Extracted material:
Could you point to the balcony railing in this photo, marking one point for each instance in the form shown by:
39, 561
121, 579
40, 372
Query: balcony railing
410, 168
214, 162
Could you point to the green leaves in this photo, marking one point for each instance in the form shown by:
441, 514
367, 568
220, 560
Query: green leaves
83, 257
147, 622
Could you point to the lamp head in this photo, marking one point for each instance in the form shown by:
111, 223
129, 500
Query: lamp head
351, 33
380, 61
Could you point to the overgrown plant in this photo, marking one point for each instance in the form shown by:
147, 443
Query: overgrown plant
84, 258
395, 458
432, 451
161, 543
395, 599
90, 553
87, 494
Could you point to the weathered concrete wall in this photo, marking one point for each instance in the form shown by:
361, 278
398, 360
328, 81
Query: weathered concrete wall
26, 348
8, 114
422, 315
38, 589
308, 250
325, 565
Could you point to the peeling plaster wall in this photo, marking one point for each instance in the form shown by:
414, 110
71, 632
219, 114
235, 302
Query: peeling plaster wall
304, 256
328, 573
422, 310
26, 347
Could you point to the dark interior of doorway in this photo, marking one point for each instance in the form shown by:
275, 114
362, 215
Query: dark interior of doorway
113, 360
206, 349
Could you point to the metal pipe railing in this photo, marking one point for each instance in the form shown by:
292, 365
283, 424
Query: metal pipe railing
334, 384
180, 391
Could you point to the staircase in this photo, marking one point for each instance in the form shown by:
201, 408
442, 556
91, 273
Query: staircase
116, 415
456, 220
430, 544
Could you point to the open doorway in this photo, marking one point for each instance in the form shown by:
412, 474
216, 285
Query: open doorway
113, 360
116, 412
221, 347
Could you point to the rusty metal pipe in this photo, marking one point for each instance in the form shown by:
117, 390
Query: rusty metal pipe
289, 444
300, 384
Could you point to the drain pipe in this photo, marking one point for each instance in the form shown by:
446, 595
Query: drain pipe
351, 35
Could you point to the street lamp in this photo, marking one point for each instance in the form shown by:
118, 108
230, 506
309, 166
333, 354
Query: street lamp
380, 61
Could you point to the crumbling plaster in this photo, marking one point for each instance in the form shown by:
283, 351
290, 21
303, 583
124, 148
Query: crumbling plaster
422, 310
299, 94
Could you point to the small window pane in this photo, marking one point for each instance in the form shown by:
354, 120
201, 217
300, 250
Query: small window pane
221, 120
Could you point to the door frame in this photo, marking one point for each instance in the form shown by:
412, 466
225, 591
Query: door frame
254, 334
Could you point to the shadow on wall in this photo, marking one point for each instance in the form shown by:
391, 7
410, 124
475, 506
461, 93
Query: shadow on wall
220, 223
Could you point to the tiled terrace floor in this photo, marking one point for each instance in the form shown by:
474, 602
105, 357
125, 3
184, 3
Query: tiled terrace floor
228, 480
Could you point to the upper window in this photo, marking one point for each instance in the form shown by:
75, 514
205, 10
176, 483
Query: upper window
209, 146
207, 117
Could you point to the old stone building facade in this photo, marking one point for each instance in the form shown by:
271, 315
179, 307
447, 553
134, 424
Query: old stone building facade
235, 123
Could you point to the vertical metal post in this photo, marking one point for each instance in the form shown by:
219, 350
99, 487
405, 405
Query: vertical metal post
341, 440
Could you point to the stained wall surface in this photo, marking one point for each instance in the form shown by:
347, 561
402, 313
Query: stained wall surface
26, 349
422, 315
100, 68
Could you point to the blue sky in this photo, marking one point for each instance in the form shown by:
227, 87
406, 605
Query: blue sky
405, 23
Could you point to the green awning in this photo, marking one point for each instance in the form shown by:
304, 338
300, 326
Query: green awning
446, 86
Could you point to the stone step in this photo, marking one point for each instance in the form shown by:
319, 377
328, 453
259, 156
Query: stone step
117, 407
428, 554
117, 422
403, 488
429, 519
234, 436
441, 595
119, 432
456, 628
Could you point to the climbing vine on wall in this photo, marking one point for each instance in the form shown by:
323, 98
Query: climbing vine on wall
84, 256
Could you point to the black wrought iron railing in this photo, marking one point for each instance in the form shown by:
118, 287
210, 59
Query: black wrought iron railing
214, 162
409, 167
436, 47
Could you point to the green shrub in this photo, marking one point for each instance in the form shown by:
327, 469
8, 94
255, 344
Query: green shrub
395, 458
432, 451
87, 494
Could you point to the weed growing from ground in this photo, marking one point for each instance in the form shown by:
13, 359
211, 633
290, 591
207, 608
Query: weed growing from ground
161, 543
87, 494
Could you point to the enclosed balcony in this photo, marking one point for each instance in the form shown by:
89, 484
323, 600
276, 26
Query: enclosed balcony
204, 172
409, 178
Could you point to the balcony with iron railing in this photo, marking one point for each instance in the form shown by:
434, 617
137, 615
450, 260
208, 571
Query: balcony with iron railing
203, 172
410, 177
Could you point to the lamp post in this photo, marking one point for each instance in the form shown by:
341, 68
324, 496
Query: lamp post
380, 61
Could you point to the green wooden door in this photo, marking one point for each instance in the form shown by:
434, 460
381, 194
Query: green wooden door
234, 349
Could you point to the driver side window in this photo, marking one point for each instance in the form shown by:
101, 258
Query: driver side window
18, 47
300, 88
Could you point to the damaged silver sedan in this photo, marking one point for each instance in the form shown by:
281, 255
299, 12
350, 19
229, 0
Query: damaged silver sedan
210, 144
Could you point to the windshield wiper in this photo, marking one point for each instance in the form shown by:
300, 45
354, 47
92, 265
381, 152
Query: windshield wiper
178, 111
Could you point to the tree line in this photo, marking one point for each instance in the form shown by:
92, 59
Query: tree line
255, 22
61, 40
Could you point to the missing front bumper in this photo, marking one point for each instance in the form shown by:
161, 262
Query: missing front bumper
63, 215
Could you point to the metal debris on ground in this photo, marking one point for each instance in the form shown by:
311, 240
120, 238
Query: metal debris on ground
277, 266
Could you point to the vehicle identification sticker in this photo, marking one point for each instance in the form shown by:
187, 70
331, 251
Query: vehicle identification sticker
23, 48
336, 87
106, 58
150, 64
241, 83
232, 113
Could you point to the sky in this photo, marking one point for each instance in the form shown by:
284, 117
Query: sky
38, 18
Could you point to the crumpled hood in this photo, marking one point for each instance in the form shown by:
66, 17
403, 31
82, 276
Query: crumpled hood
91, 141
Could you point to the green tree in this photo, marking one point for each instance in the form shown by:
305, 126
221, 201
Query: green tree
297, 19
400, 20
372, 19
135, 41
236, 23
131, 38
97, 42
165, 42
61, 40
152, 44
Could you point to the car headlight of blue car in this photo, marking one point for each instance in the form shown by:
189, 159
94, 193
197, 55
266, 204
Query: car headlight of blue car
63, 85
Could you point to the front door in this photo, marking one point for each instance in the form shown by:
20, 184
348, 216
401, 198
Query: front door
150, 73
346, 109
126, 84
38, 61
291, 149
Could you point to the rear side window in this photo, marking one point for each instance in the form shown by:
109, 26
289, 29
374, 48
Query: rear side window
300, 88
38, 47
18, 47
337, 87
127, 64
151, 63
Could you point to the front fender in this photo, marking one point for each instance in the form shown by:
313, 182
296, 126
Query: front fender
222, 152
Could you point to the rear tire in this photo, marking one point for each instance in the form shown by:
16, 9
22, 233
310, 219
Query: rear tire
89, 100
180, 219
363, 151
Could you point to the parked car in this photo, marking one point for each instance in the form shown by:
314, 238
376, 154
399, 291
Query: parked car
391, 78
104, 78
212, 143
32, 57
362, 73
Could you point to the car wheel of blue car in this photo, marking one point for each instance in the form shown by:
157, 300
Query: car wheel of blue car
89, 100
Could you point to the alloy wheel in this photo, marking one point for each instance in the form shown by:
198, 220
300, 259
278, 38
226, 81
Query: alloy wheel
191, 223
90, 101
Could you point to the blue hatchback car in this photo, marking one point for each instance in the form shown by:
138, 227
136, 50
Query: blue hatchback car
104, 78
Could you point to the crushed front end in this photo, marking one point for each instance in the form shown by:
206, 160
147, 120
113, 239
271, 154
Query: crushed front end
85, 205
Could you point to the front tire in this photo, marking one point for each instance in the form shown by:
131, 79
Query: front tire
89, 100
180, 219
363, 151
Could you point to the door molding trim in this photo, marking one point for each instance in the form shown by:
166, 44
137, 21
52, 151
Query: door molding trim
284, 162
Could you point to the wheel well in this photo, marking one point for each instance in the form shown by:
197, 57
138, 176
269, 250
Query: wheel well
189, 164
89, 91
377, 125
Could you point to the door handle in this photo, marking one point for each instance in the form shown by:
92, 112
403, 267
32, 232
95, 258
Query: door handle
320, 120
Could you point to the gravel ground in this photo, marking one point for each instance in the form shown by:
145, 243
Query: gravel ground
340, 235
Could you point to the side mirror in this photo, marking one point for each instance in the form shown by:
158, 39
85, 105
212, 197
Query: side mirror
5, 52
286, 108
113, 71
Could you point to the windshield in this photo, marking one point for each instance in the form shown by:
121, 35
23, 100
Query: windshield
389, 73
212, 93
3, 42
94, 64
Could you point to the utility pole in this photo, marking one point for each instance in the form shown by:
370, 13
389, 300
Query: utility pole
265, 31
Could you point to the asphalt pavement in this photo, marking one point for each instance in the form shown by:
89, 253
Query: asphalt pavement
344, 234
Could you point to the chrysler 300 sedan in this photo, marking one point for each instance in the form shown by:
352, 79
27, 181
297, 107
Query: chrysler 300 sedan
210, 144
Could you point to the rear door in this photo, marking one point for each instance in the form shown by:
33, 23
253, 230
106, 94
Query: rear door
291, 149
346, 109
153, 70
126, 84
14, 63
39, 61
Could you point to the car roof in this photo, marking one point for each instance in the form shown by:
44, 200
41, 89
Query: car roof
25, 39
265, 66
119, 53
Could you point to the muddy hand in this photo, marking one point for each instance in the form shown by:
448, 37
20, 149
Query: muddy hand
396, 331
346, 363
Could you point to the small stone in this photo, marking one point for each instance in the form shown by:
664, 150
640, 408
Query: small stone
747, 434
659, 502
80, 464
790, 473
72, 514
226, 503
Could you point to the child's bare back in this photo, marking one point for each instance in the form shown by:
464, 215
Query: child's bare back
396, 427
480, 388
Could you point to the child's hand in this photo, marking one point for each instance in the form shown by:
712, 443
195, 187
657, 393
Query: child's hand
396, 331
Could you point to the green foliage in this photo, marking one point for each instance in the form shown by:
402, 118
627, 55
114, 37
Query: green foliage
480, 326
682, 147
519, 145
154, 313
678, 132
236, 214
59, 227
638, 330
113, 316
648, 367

Task instructions: All lines above from the line with "Could you point to the green awning" through the line with "Could you point to the stone", both included, are to be set down exactly, with nothing else.

Response to this task:
Could you point to the green awning in this photo, marking one point for each instance in the form shown by:
304, 338
300, 326
Query: green awning
446, 86
Could you point to the stone step in this photo, marking one point for each instance in the form shown by:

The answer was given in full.